De nombreuses études le montrent : les femmes sont plus vulnérables face au réchauffement climatique que les hommes. Pourtant, elles sont trop souvent en sous-effectif, ou même absentes des prises de décisions environnementales nationales.

C’est encore le cas aujourd’hui au Royaume-Uni, à la veille de la COP 26 à Glasgow. Alors qu’il prétend vouloir se positionner comme un des leaders mondiaux du combat écologique, l’équipe diplomatique chargée de représenter le Royaume-Uni en Écosse est uniquement masculine. Cela témoigne de l’ignorance du gouvernement de Boris Johnson, et de bien d’autres, de l’importance de combiner leurs efforts à la fois dans la lutte pour les droits des femmes, et dans la lutte pour la protection de la planète. La rédaction vous éclaire sur cet enjeu crucial.

Un manque de parité aux nombreuses conséquences

Le comité diplomatique chargé de faire valoir les intérêts du Royaume durant la COP 26 n’est composé que d’hommes. De l’équipe chargée de fixer les nouveaux financements accordés à la lutte climatique mondiale, aux négociateurs, pas une femme en vue. Celles-ci ne sont présentes qu’à des niveaux inférieurs de représentation, parmi les ambassadeurs britanniques ayant pour mission de préparer les discussions avec les autres capitales mondiales en amont de la COP 26, ou travaillant par exemple dans des sous-sections de négociation.

« Cette décision diminue l’impact que le Royaume-Uni peut avoir à Glasgow. Le rôle du genre est essentiel dans le traitement de problématiques liées au climat. Avoir des femmes dans l’équipe dirigeante est un facteur important pour s’assurer que ces sujets soient traités de manière enthousiaste » affirme Mary Robinson, ancienne Présidente d’Irlande, et par deux fois représentante des Nations-Unies sur des enjeux climatiques.

De son côté, l’activiste climatique kényane de l’ONG Fridays for Future, Pauline Owiti, s’interroge : « Comment est-il possible de représenter les intérêts des femmes si elles ne sont pas présentes dans les processus décisionnels ? »

Pourtant, il est essentiel que les dirigeants prennent en compte le rôle des femmes dans le combat climatique international, et que les politiques climatiques ratifiées à Glasgow s’attachent à les protéger face aux catastrophes naturelles dont elles sont davantage victimes que les hommes.

◆ ◆ ◆ ◆

▸ **Consigne 1**
Recopiez le passage du texte sur la COP 26 en commençant par « De son côté, l’activiste » et en poursuivant jusqu'à « victimes que les hommes. ».
▸ **Consigne 2**
Pour chacune des affirmations suivantes, dites par oui ou par non si elle concorde avec le texte sur la COP 26, puis citez les mots du texte qui tranchent la question. (a) L'équipe diplomatique qui représente le Royaume-Uni en Écosse ne compte que des hommes. (b) Mary Robinson est l'actuelle Présidente d'Irlande. (c) Les femmes sont absentes des niveaux inférieurs de représentation britannique.

◆ ◆ ◆ ◆

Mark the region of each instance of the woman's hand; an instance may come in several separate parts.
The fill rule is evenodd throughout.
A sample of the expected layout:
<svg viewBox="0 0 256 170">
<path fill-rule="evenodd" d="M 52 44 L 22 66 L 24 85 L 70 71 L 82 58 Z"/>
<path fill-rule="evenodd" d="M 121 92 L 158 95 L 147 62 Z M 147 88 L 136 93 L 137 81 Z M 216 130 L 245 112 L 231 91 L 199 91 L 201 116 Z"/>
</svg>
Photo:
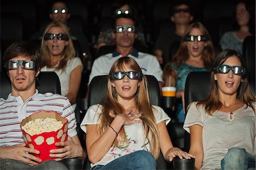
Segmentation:
<svg viewBox="0 0 256 170">
<path fill-rule="evenodd" d="M 191 154 L 188 154 L 185 151 L 183 151 L 181 149 L 176 147 L 174 147 L 170 150 L 168 156 L 169 157 L 170 161 L 172 161 L 174 157 L 176 156 L 179 156 L 180 159 L 183 159 L 184 157 L 186 159 L 191 159 L 191 157 L 195 157 Z"/>
<path fill-rule="evenodd" d="M 141 119 L 135 120 L 139 118 L 142 115 L 136 107 L 130 107 L 126 110 L 122 114 L 119 114 L 117 115 L 110 114 L 109 115 L 114 118 L 117 117 L 121 118 L 123 121 L 123 125 L 129 125 L 133 123 L 142 122 L 142 121 Z"/>
<path fill-rule="evenodd" d="M 42 160 L 31 154 L 39 154 L 38 150 L 26 147 L 26 143 L 15 144 L 9 147 L 2 147 L 0 149 L 0 159 L 11 159 L 31 165 L 38 164 Z"/>
<path fill-rule="evenodd" d="M 50 157 L 56 157 L 55 160 L 57 161 L 64 159 L 82 157 L 82 148 L 73 141 L 69 136 L 68 136 L 68 140 L 56 142 L 55 146 L 63 147 L 61 148 L 50 151 Z"/>
</svg>

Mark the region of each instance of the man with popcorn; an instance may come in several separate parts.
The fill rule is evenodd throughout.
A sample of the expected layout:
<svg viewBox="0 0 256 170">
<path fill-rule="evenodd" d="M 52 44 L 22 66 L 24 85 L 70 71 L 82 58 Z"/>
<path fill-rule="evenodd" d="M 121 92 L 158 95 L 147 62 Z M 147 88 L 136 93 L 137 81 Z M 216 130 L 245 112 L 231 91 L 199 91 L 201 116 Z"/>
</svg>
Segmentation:
<svg viewBox="0 0 256 170">
<path fill-rule="evenodd" d="M 0 169 L 67 169 L 59 161 L 72 157 L 84 160 L 86 152 L 80 142 L 68 99 L 51 93 L 40 94 L 36 89 L 41 52 L 34 44 L 20 42 L 10 45 L 3 57 L 11 93 L 6 99 L 0 99 Z M 63 147 L 50 151 L 49 157 L 56 159 L 43 163 L 32 155 L 39 154 L 38 150 L 26 147 L 20 127 L 23 119 L 42 110 L 57 112 L 68 120 L 67 141 L 56 142 L 56 146 Z"/>
</svg>

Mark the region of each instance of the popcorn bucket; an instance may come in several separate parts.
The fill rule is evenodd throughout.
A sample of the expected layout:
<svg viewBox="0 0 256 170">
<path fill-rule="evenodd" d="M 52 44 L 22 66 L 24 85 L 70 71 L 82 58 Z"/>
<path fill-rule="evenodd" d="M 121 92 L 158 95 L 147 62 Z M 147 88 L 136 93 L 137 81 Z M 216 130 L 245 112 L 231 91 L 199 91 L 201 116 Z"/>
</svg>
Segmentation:
<svg viewBox="0 0 256 170">
<path fill-rule="evenodd" d="M 34 121 L 36 119 L 47 118 L 56 119 L 62 122 L 62 127 L 56 131 L 43 132 L 39 134 L 30 135 L 22 128 L 22 126 L 30 121 Z M 35 113 L 22 120 L 20 123 L 24 140 L 27 147 L 36 149 L 40 151 L 39 154 L 33 154 L 42 159 L 44 161 L 49 159 L 55 159 L 55 157 L 49 157 L 49 151 L 52 149 L 57 149 L 62 147 L 55 146 L 55 143 L 57 142 L 67 141 L 68 139 L 68 119 L 63 118 L 60 114 L 54 111 L 42 111 Z M 47 125 L 47 126 L 56 126 L 55 125 Z M 39 127 L 34 127 L 35 128 L 39 129 Z M 33 129 L 34 130 L 34 129 Z"/>
</svg>

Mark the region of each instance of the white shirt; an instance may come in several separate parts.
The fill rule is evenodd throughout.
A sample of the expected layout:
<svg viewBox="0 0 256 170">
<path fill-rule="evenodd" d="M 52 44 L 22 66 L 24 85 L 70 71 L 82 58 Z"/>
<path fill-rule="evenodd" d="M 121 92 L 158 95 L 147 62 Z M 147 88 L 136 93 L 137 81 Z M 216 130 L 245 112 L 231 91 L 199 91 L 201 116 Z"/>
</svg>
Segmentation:
<svg viewBox="0 0 256 170">
<path fill-rule="evenodd" d="M 132 54 L 129 54 L 127 56 L 134 59 L 137 62 L 143 74 L 153 75 L 158 81 L 163 82 L 163 71 L 159 63 L 155 56 L 141 52 L 138 52 L 138 56 L 135 56 Z M 108 75 L 112 65 L 117 59 L 121 57 L 121 55 L 113 57 L 113 53 L 110 53 L 96 59 L 93 62 L 92 67 L 89 78 L 89 83 L 95 76 Z"/>
<path fill-rule="evenodd" d="M 41 69 L 41 72 L 55 72 L 60 79 L 61 95 L 66 96 L 69 87 L 70 74 L 77 67 L 81 65 L 82 67 L 82 63 L 79 57 L 73 57 L 68 60 L 67 63 L 66 67 L 63 70 L 56 71 L 56 67 L 58 64 L 53 68 L 48 68 L 44 66 Z M 76 103 L 72 105 L 74 110 L 76 108 Z"/>
<path fill-rule="evenodd" d="M 73 137 L 77 134 L 76 120 L 71 105 L 65 97 L 47 93 L 38 93 L 23 102 L 20 96 L 10 93 L 4 100 L 0 99 L 0 146 L 10 146 L 24 142 L 20 125 L 22 120 L 40 111 L 56 111 L 68 120 L 68 134 Z"/>
<path fill-rule="evenodd" d="M 162 121 L 165 121 L 167 125 L 171 119 L 166 114 L 164 111 L 160 107 L 153 106 L 155 109 L 153 109 L 156 123 L 159 123 Z M 86 125 L 96 125 L 100 123 L 99 116 L 102 112 L 102 106 L 94 105 L 89 107 L 85 114 L 85 116 L 81 123 L 81 129 L 86 132 Z M 110 147 L 108 153 L 101 160 L 94 164 L 91 164 L 91 167 L 96 165 L 105 165 L 113 160 L 122 156 L 130 154 L 136 151 L 146 150 L 150 151 L 150 146 L 147 139 L 145 141 L 145 134 L 142 123 L 133 123 L 124 126 L 127 143 L 124 144 L 120 147 Z"/>
</svg>

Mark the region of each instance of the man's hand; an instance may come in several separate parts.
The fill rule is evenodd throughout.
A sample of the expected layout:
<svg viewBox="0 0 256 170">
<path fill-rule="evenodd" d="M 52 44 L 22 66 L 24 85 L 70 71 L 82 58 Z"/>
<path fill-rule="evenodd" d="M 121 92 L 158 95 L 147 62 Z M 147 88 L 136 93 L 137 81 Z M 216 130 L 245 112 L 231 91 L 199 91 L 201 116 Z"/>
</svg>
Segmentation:
<svg viewBox="0 0 256 170">
<path fill-rule="evenodd" d="M 0 147 L 0 159 L 11 159 L 24 162 L 31 165 L 38 164 L 42 160 L 30 154 L 39 154 L 40 152 L 26 147 L 22 143 L 9 147 Z"/>
<path fill-rule="evenodd" d="M 57 161 L 68 158 L 82 157 L 82 148 L 75 143 L 69 136 L 68 136 L 68 140 L 56 142 L 55 146 L 63 147 L 61 148 L 50 151 L 49 156 L 51 157 L 57 157 L 55 159 Z"/>
</svg>

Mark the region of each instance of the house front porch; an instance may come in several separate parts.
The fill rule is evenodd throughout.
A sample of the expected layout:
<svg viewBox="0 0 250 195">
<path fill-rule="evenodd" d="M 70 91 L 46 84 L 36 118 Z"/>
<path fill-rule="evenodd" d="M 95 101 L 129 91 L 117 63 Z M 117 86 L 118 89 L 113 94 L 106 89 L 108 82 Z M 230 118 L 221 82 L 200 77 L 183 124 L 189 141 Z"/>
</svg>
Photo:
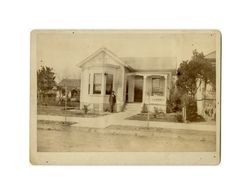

◆ ◆ ◆ ◆

▸ **Réponse attendue 1**
De son côté, l’activiste climatique kényane de l’ONG Fridays for Future, Pauline Owiti, s’interroge : « Comment est-il possible de représenter les intérêts des femmes si elles ne sont pas présentes dans les processus décisionnels ? »

Pourtant, il est essentiel que les dirigeants prennent en compte le rôle des femmes dans le combat climatique international, et que les politiques climatiques ratifiées à Glasgow s’attachent à les protéger face aux catastrophes naturelles dont elles sont davantage victimes que les hommes.

▸ **Réponse attendue 2**
(a) Oui : « l’équipe diplomatique chargée de représenter le Royaume-Uni en Écosse est uniquement masculine ».
(b) Non : « ancienne Présidente d’Irlande ».
(c) Non : « Celles-ci ne sont présentes qu’à des niveaux inférieurs de représentation ».